_TEXT PROVIDED_

— Begin —

# Parking/emergancy brake



## au201 (May 18, 2013)

They're adjusted pretty badly. It takes a lot of force in these to lock the rear wheel. But she should've noticed the annoying dinging once she started moving?


Sent from AutoGuide.com Free App


----------



## LiveTrash (May 24, 2015)

I've never been in a car where it locks the rear wheels when you try to drive away, but I've left it up by accident a few times when I first started using it in my new Cruze but immediately noticed it and took it off. Not only does it cause significant drag and doesn't start to roll when you let off the brake pedal, but the car beeps at you and has a warning light. How could she have possibly missed this?


----------



## chevrasaki (May 1, 2015)

Haha, I have forgotten to put the e-brake back down too. But like everyone else, well MOST everyone, I noticed immediately, due to the drag and bonging information center.


----------



## 203-CRUZER (Dec 27, 2015)

Mine doesn't move at all, when the ebrake is applied. My girl's Kia on the other hand.....


----------



## pandrad61 (Jul 8, 2015)

She noticed and around the corner for us is like 25 feet so then she said "hmmm whys the car not driving well?" she looked and put it down.


----------



## grs1961 (Oct 23, 2012)

Mine doesn't want to move with the parking brake on.


----------

— End —

Answer these questions about the parking brake thread:
1. In what car did LiveTrash leave the parking brake up by accident a few times?
2. What two things does chevrasaki say made the forgotten e-brake noticeable right away?
3. How far away is "around the corner" according to pandrad61?

(Dataset rows)
— Begin —

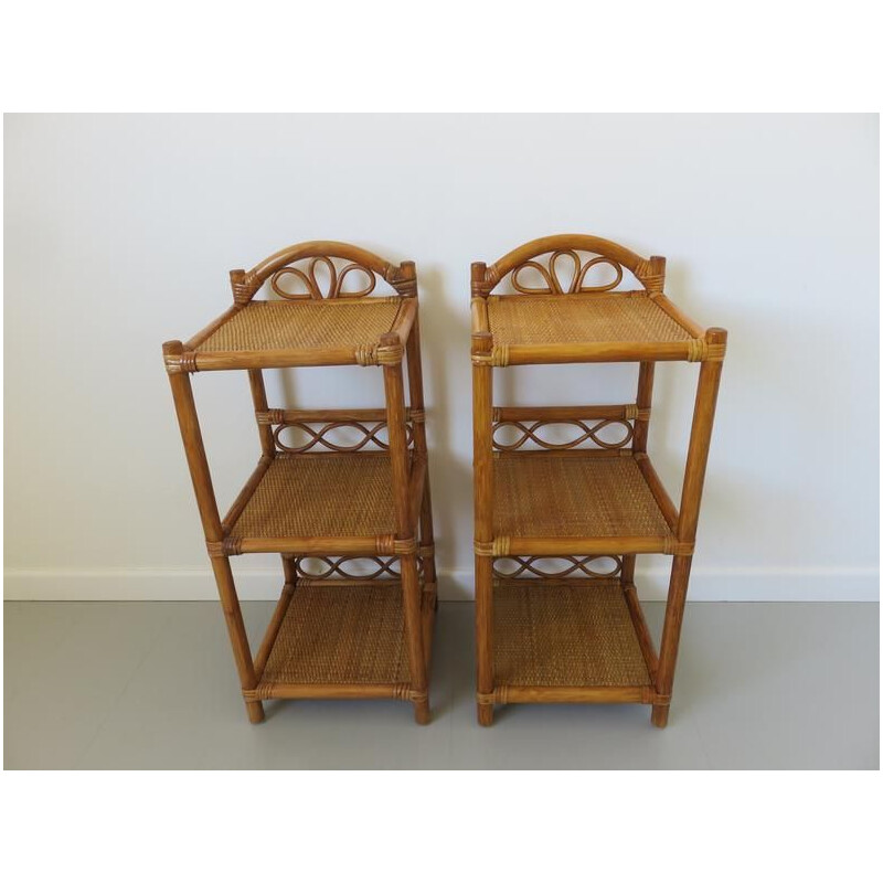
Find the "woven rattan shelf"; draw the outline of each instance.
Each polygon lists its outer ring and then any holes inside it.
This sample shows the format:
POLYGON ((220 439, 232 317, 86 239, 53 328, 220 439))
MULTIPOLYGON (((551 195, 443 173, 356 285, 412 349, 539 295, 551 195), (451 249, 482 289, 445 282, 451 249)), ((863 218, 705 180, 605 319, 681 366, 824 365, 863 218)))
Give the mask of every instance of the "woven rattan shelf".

— End —

_SOLVED PROBLEM_
1. A new Cruze.
2. The drag and the bonging information center.
3. About 25 feet.